____ Text provided
So, we're right back where we started, through no fault of our own. My teaching is in disarray (or at least it feels that way). My kids are out of sorts. My husband and I get to see each other fleetingly between clean-ups and running to class/work. I still have a conference presentation to write and an essay, and because I am still recovering, I barely have enough energy to teach let alone write academic prose (I said academic prose; there's always energy for blogging).

But there are bright sides. My 2yo son now asks all the time if he can help me. My daughter, even when she was sick, didn't get nearly as worked up as she has in the past. So I have to take a deep breath and accept the good with the bad. It's not the end of the world that my peer-driven class will be starting a class late; I had an extra class at the end worked in there just in case. And, my under-preparedness lead to a pretty fruitful discussion about grading and motivation in my classes today. 

I just wish I could go back to Saturday night, when all was well with the world and I felt like I finally had a handle on things. 

Sunday, October 16, 2011

I Write. A lot.

I blog here three times a week. I write about a paper a month for my academic career (either conference presentation or an article to be submitted to a journal/collection). I write the odd guest post or Views piece for Inside Higher Ed. I write a monthly piece for the University of Venus. I write emails. I comment on blogs, opinion pieces, and news stories. I write on Facebook and I Tweet. 

I write. A lot. 

I got an email from a colleague, asking me how I manage to write so much. To me, it's easy. I just do it. 

I've always been a prolific communicator. I can talk up a storm (my husband, after more than ten years together, still marvels at my ability to just keep talking). My years spent swimming was essentially one long opportunity for an internal narrative; I was writing in my head, constantly. I have boxes and boxes of writing from high school and college, mostly informal. I chose writing as my first profession because I love it. I think one of the reasons I became an academic was because being a professional writer (in my mind) wouldn't let me write enough. The thought of writing a 200-300 page dissertation didn't scare me; in fact, it was the most exciting part of my PhD. 

I used to keep an extensive diary. I used to have terrible insomnia, my mind continually racing, unable to relax. This was even after being up since 5 AM, swimming for a total of 5-6 hours, a full day of school, and some after-school activity, before swimming. Writing was one of the ways I could organize my thoughts, get them out of my head and on to paper. I would do it usually late at night when I should have been sleeping. Of course, that got difficult when I started sharing my life with someone. And, the insomnia went away after I had kids. I still have some nights where I can't sleep, but not with the frequency or intensity as before. But, there was something missing. And what was missing was the writing.
________
____ Material for this task
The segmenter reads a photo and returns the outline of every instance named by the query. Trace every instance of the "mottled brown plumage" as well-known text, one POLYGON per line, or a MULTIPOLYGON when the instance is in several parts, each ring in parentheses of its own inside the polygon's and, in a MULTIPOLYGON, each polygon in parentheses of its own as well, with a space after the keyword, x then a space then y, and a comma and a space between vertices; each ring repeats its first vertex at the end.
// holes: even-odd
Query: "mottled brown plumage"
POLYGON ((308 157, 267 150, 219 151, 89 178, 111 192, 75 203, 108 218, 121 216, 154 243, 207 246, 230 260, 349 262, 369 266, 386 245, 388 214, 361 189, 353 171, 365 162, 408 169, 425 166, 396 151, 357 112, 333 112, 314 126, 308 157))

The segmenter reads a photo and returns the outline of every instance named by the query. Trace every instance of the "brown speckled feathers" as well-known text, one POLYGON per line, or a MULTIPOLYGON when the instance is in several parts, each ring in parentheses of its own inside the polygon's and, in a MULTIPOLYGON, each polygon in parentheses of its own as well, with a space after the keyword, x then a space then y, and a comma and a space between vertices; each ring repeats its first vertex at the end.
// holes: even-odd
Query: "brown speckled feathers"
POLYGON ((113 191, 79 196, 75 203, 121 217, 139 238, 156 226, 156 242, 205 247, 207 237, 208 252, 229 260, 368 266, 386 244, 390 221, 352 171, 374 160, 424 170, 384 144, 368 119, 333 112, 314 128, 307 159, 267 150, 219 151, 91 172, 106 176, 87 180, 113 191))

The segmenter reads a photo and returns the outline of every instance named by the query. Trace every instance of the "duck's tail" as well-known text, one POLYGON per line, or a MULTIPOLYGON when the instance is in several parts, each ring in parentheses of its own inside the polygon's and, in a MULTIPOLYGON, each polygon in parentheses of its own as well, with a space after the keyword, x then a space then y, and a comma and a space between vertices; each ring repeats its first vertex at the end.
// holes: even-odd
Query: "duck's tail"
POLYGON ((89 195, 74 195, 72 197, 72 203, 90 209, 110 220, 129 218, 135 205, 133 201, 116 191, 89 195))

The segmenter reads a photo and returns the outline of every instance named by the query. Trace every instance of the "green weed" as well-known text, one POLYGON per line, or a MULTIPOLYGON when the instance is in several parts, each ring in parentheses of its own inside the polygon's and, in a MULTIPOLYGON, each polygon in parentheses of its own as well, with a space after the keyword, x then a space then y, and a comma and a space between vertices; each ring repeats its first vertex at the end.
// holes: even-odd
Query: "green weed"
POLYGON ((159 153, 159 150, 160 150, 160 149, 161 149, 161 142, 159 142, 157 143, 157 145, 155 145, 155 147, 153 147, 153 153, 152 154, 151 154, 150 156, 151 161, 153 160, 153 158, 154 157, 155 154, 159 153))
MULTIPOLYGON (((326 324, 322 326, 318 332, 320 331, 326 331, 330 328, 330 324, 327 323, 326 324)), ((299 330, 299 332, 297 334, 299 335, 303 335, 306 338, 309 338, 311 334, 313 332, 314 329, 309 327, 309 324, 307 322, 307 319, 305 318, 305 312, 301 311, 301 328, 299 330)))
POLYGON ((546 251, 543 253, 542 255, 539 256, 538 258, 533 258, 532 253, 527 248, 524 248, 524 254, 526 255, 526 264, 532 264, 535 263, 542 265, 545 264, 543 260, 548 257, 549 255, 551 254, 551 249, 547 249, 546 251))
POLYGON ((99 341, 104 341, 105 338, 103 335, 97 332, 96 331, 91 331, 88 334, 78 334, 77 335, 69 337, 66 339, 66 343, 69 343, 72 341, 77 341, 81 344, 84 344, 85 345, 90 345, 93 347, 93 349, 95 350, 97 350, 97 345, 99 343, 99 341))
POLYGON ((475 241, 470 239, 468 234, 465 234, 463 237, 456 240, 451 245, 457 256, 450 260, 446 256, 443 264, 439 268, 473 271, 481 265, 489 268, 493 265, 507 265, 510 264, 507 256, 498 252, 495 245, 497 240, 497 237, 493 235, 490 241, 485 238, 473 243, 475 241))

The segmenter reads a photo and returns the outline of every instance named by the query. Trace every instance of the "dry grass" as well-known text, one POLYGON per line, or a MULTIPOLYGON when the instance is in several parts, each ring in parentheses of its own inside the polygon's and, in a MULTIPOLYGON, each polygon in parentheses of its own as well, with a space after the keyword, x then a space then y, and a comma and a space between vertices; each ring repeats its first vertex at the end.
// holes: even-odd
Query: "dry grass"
________
Tasks for this exercise —
1 – In the paragraph of the blog post about writing that begins "I blog here three times a week," list every kind of writing the author says they do.
2 – Return the records word for word, starting with their first line and going on through the line with "POLYGON ((308 157, 267".
The records are unrelated to the blog post about writing.

Expected answers —
1 –
- Blog posts, three times a week
- About one academic paper a month (a conference presentation or an article for a journal or collection)
- The odd guest post or Views piece for Inside Higher Ed
- A monthly piece for the University of Venus
- Emails
- Comments on blogs, opinion pieces, and news stories
- Posts on Facebook
- Tweets

2 –
The segmenter reads a photo and returns the outline of every instance named by the query. Trace every instance of the "mottled brown plumage" as well-known text, one POLYGON per line, or a MULTIPOLYGON when the instance is in several parts, each ring in parentheses of its own inside the polygon's and, in a MULTIPOLYGON, each polygon in parentheses of its own as well, with a space after the keyword, x then a space then y, and a comma and a space between vertices; each ring repeats its first vertex at the end.
// holes: even-odd
Query: "mottled brown plumage"
POLYGON ((308 157, 267 150, 219 151, 89 178, 111 192, 75 203, 108 218, 121 216, 154 243, 207 246, 230 260, 349 262, 369 266, 386 245, 388 214, 361 189, 353 171, 365 162, 408 169, 425 166, 396 151, 357 112, 333 112, 314 126, 308 157))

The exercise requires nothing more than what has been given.